> _Problem requirements_:
Extract everything from the beginning of the material below down to and including the line that contains "443L448 443L454 438L461". Reproduce those lines verbatim, character for character.

> _Items_:
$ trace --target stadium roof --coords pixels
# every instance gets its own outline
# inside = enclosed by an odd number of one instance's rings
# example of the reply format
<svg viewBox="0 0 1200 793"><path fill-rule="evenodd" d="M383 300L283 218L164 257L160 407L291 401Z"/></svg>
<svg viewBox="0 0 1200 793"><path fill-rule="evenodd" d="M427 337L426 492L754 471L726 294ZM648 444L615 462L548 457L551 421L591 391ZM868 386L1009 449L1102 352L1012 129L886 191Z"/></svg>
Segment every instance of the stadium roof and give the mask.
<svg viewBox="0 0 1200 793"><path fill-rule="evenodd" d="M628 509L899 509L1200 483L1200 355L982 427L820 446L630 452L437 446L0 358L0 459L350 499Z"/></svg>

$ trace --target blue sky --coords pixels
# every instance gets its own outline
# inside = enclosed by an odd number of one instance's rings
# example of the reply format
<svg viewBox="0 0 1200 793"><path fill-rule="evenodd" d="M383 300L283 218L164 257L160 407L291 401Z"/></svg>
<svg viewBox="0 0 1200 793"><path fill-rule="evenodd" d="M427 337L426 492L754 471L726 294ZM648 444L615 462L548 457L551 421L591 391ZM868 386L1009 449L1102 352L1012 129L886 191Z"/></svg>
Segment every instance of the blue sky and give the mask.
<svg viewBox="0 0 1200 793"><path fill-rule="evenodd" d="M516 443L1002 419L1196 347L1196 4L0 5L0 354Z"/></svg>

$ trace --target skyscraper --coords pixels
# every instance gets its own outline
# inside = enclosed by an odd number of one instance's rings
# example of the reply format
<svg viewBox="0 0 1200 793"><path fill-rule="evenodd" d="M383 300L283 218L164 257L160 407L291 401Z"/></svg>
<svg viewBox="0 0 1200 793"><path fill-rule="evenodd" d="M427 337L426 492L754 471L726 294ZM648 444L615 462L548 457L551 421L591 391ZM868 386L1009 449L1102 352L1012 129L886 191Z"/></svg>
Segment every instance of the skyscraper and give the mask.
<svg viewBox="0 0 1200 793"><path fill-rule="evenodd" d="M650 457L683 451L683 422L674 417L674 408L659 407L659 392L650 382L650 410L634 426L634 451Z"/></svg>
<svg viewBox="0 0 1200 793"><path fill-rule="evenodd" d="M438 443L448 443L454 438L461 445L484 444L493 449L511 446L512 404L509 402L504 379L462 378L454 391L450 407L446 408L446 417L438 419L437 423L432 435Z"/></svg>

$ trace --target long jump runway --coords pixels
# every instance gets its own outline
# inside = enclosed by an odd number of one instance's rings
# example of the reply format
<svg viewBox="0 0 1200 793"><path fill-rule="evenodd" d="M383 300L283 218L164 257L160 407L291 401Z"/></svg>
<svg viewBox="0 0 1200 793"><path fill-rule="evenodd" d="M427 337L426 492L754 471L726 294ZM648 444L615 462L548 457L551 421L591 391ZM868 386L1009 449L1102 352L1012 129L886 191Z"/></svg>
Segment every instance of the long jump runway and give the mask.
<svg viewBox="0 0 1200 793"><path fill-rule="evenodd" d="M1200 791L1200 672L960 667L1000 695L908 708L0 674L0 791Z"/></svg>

> _Result for this task_:
$ trace --target stadium roof --coords pixels
# every instance gets its own outline
# inside = enclosed by an odd number of one instance's rings
# example of the reply format
<svg viewBox="0 0 1200 793"><path fill-rule="evenodd" d="M383 300L283 218L164 257L160 407L291 401Z"/></svg>
<svg viewBox="0 0 1200 793"><path fill-rule="evenodd" d="M427 337L426 492L754 471L726 294ZM648 444L615 462L548 457L551 421L591 391ZM868 386L1009 449L1102 352L1012 129L886 191Z"/></svg>
Segment every instance of the stadium roof and give the mask.
<svg viewBox="0 0 1200 793"><path fill-rule="evenodd" d="M628 509L899 509L1200 483L1200 355L982 427L820 446L630 452L437 446L0 358L0 459L350 499Z"/></svg>

$ trace --target blue sky --coords pixels
# every instance gets its own outline
# inside = enclosed by an odd number of one instance's rings
# example of the reply format
<svg viewBox="0 0 1200 793"><path fill-rule="evenodd" d="M383 300L283 218L164 257L160 407L291 401Z"/></svg>
<svg viewBox="0 0 1200 793"><path fill-rule="evenodd" d="M427 337L426 492L754 471L726 294ZM648 444L615 462L548 457L551 421L591 391ZM868 386L1009 449L1102 352L1012 129L886 191Z"/></svg>
Segment every instance of the blue sky and give the mask.
<svg viewBox="0 0 1200 793"><path fill-rule="evenodd" d="M516 443L1002 419L1196 347L1196 4L0 5L0 354Z"/></svg>

$ trace --target skyscraper --coords pixels
# every instance gets its own outline
# inside = enclosed by an odd number of one instance's rings
# example of the reply format
<svg viewBox="0 0 1200 793"><path fill-rule="evenodd" d="M383 300L283 218L164 257L160 407L291 401Z"/></svg>
<svg viewBox="0 0 1200 793"><path fill-rule="evenodd" d="M427 337L426 492L754 471L726 294ZM648 444L615 462L548 457L551 421L591 391ZM868 386L1009 449L1102 352L1012 129L886 191Z"/></svg>
Segment every instance of the skyscraper and give the mask.
<svg viewBox="0 0 1200 793"><path fill-rule="evenodd" d="M650 457L683 451L683 422L674 417L674 408L659 407L659 392L650 382L650 410L634 426L634 451Z"/></svg>
<svg viewBox="0 0 1200 793"><path fill-rule="evenodd" d="M438 443L448 443L454 438L461 445L484 444L493 449L511 446L512 404L509 402L504 379L462 378L454 391L450 407L446 408L446 417L438 419L437 423L432 435Z"/></svg>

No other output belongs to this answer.